### ABOUT THIS EXERCISE
Although the entries contain pictures, only their words should be duplicated exactly.

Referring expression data
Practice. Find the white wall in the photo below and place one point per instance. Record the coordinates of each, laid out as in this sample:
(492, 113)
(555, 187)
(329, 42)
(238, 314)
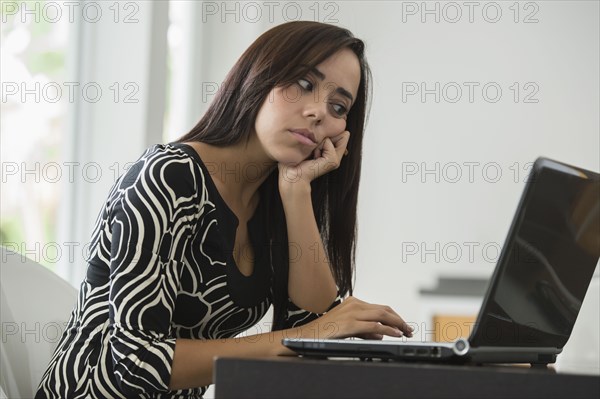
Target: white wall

### WRITTEN RESPONSE
Practice. Find the white wall in the photo below and place one point per instance. Record the coordinates of each, laid out as in this sample:
(492, 113)
(555, 187)
(329, 42)
(238, 314)
Target: white wall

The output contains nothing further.